Excerpted passage:
• • • •
Upon the occurrence and continuance of any Event of Default, this Note, at the option of the Holder, shall become immediately due and payable without notice of any kind; provided that this Note shall become automatically due and payable upon any Event of Default occurring under clauses (d), (e) and (f) above without any further action on behalf of Holder. The Holder’s failure to exercise such option shall not constitute a waiver of the right to exercise it at any other time. Irrespective of the exercise or non-exercise of the foregoing option, if any payment of principal and/or interest is not paid in full on the date the same is due, the interest rate under this Note on the overdue amount shall be increased to eighteen percent (18%) per annum until said amount is paid in full.
Notwithstanding any provisions of this Note, it is the understanding and agreement of the Debtor and the Holder that the maximum rate of interest to be paid by the Debtor to the Holder shall not exceed the highest or maximum rate of interest permissible to be charged to a commercial borrower under any law applicable hereto. Any amount paid in excess of such rate shall be considered to have been payments in reduction of principal, and if there shall be no principal amount then outstanding, such excess shall be returned to the Debtor as an overpayment of principal.
• • • •
Data section:
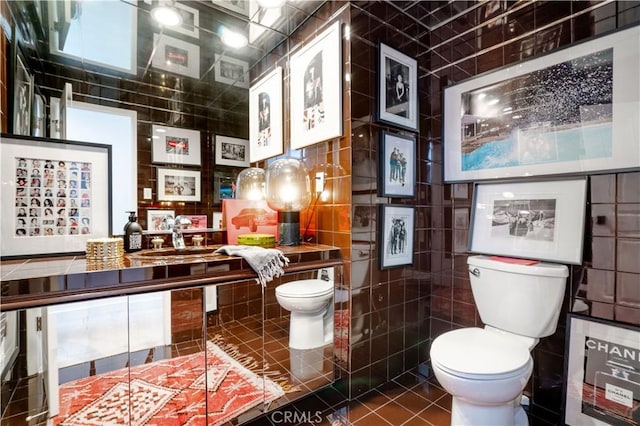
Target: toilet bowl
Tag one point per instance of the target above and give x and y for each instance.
(311, 305)
(486, 383)
(486, 369)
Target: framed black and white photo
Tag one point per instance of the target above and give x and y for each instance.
(397, 165)
(602, 375)
(178, 185)
(172, 145)
(316, 89)
(56, 195)
(265, 117)
(542, 220)
(232, 151)
(176, 56)
(502, 125)
(190, 24)
(397, 224)
(22, 97)
(231, 71)
(397, 102)
(155, 219)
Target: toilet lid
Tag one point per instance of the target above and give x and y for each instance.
(305, 288)
(470, 352)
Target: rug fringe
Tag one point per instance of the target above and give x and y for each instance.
(250, 363)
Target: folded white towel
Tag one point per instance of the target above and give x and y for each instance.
(267, 263)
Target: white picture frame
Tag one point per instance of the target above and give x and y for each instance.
(316, 89)
(176, 56)
(154, 219)
(396, 235)
(232, 151)
(266, 132)
(178, 185)
(50, 168)
(587, 129)
(397, 102)
(232, 71)
(172, 145)
(541, 220)
(601, 373)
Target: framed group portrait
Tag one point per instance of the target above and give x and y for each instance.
(397, 102)
(266, 137)
(316, 89)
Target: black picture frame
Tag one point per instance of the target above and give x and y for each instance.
(395, 235)
(601, 372)
(397, 89)
(397, 159)
(71, 179)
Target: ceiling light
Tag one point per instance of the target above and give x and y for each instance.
(166, 15)
(270, 4)
(232, 38)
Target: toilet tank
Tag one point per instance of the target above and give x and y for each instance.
(518, 298)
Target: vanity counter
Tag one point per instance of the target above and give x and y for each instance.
(38, 282)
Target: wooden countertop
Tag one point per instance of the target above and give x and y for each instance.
(44, 281)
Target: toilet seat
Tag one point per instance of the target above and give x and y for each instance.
(493, 356)
(305, 288)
• • • •
Problem 1:
Answer these questions about the promissory note passage:
(a) To what annual rate does interest on an overdue amount rise?
(b) An Event of Default under which clauses makes the Note automatically due and payable?
(c) What becomes of an excess interest payment when no principal is outstanding?
Problem 2:
Carry the promissory note passage forward from its last sentence.
The items play no part in this work.

Exercise response 1:
(a) Eighteen percent (18%) per annum.
(b) Clauses (d), (e) and (f).
(c) It is returned to the Debtor as an overpayment of principal.

Exercise response 2:
5. Representations and Warranties.
(a) Power and Authority; Execution and Delivery. Debtor has the corporate or other organizational power and authority to execute, deliver, perform and otherwise carry out the terms and provisions of this Note and the Warrant (including such power and authority to borrow the funds as contemplated herein and to issue the equity securities as contemplated by the Warrant) and has taken all necessary corporate or other organizational action to authorize the execution, delivery and performance of this Note. Debtor has duly executed and delivered this Note and any documents executed and delivered in connection herewith or therewith.
(b) Enforceability. This Note constitutes the legal, valid and binding obligation of Debtor, enforceable against Debtor in accordance with its terms, subject to the effects of bankruptcy, insolvency, fraudulent conveyance, moratorium, reorganization and other similar laws relating to or affecting creditors’ rights generally.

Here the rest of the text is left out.